→ **What needs to be done**:
Print out each entry below exactly, please.

→ **Given data**:
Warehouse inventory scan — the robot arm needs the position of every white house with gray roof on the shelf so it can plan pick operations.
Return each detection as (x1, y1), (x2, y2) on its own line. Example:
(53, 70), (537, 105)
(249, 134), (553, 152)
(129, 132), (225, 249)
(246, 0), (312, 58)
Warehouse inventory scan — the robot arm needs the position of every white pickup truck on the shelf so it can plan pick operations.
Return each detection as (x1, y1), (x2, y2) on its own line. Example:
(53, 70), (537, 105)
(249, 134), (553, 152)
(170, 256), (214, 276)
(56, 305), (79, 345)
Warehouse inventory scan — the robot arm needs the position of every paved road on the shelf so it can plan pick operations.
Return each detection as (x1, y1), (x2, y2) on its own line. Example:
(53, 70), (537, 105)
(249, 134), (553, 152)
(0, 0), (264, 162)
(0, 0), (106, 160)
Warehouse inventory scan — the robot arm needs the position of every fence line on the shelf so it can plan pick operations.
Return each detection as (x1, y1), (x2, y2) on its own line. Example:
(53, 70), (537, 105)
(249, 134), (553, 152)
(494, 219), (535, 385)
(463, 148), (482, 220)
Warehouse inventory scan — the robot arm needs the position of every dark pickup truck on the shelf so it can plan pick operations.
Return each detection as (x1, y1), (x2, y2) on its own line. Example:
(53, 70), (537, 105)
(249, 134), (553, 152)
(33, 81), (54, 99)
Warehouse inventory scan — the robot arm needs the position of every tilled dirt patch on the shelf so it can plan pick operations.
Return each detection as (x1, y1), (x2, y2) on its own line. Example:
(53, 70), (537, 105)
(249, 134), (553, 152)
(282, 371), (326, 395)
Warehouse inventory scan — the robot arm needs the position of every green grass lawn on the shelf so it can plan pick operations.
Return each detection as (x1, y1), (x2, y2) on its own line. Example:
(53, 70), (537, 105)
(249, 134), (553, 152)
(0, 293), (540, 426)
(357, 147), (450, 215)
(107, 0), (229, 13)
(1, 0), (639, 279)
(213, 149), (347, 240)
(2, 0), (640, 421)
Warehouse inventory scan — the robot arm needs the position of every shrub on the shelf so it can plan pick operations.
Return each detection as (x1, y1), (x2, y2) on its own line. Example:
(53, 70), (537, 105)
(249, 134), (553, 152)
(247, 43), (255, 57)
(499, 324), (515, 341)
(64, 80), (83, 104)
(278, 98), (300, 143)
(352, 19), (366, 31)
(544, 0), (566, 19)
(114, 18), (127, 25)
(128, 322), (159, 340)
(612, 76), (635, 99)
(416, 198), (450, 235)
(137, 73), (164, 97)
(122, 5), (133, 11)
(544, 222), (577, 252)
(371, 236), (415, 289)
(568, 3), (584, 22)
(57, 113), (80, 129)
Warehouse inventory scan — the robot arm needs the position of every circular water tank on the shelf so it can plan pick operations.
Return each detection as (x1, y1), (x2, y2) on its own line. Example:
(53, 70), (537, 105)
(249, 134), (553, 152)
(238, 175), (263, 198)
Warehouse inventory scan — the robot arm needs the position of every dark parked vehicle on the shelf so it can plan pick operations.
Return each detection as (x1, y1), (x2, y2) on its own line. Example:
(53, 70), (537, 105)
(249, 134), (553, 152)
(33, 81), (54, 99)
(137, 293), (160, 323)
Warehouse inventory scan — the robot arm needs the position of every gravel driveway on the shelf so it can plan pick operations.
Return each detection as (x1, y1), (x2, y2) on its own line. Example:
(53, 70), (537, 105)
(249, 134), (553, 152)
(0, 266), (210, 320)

→ **Task result**:
Warehouse inventory scan — the robot arm needs the position of every white house with gray roof on the shelf so it can plan pick operations.
Return each detection as (x1, y1), (x2, y2) on its own line. Example:
(53, 70), (537, 105)
(249, 134), (553, 152)
(129, 132), (225, 249)
(246, 0), (312, 58)
Warehouse inventory scan — the robot arm needs the position of every white pickup truck on the shelf so it can plan pick operations.
Return each detection as (x1, y1), (x2, y2) on its own line. Example:
(53, 70), (537, 105)
(249, 134), (553, 152)
(170, 256), (214, 276)
(56, 305), (79, 345)
Warehouse inventory scan — the robot arm needs the position of every paved road on the shelf so it can plan pick operations.
Return each detection as (x1, y1), (x2, y2) on its own line. Example:
(53, 70), (537, 105)
(249, 134), (553, 152)
(0, 0), (264, 162)
(0, 0), (106, 160)
Warehouse inventory scan — the robot arm needs the position of every fence line on the shelf so it can plan pick operations.
Return each detection as (x1, y1), (x2, y2) on its own line. Example:
(53, 70), (537, 105)
(249, 134), (553, 152)
(494, 219), (535, 385)
(463, 148), (482, 220)
Warehouse inventory scan — the robot arm needs the position of every dark pickup truck on the shelf so it can plan pick operations.
Return each detection as (x1, y1), (x2, y2) on its own line. Example:
(53, 70), (537, 105)
(249, 134), (553, 152)
(33, 81), (54, 99)
Warehouse inventory scan — the robot arm needs the position of every tilled dirt patch on the shelf so it can plan pick operations.
Return each detection as (x1, y1), (x2, y2) on its own line. Example:
(53, 70), (537, 105)
(249, 134), (553, 152)
(282, 371), (326, 395)
Warehouse inventory scan — the robot arm needs the position of every green grass lawn on the shelf so it can plan pick operations.
Return each detection as (x1, y1), (x2, y2) on its own line. Example:
(53, 70), (537, 105)
(249, 134), (553, 152)
(0, 293), (540, 426)
(357, 147), (450, 215)
(107, 0), (229, 13)
(1, 0), (639, 279)
(213, 149), (347, 240)
(2, 0), (640, 421)
Warehouse inventory scan — the robot arm needs the position of every shrub on the shelf so it can plan pick operations.
Return each detection as (x1, y1), (x2, y2) on its own line. Example:
(53, 70), (537, 105)
(249, 134), (553, 152)
(247, 43), (255, 57)
(499, 324), (515, 341)
(64, 80), (83, 104)
(278, 98), (300, 143)
(352, 19), (366, 31)
(544, 0), (566, 19)
(114, 18), (127, 25)
(128, 322), (159, 340)
(612, 76), (635, 99)
(416, 198), (450, 235)
(137, 73), (164, 97)
(122, 5), (133, 11)
(544, 222), (577, 252)
(371, 236), (415, 289)
(568, 3), (584, 22)
(57, 113), (80, 129)
Warehouse inventory scan — the robot arm needs the position of every circular water tank on the shelf so it can plan pick operations.
Return each detection as (x1, y1), (x2, y2) on its own line. Example:
(53, 70), (537, 105)
(249, 134), (553, 152)
(238, 175), (263, 198)
Warehouse inventory scan — the robot arm needs the position of every dark parked vehicle on the shelf so it can plan pick operations.
Return each detection as (x1, y1), (x2, y2) on its own line. Example:
(53, 70), (537, 105)
(249, 134), (553, 152)
(33, 81), (54, 99)
(137, 293), (160, 323)
Warehouse inventory scan — the robot arm needs the position of every gravel driveway on the shelf so it can plan pick operations.
Return each detection as (x1, y1), (x2, y2) on its own line. Example:
(53, 70), (537, 105)
(249, 134), (553, 152)
(0, 266), (210, 320)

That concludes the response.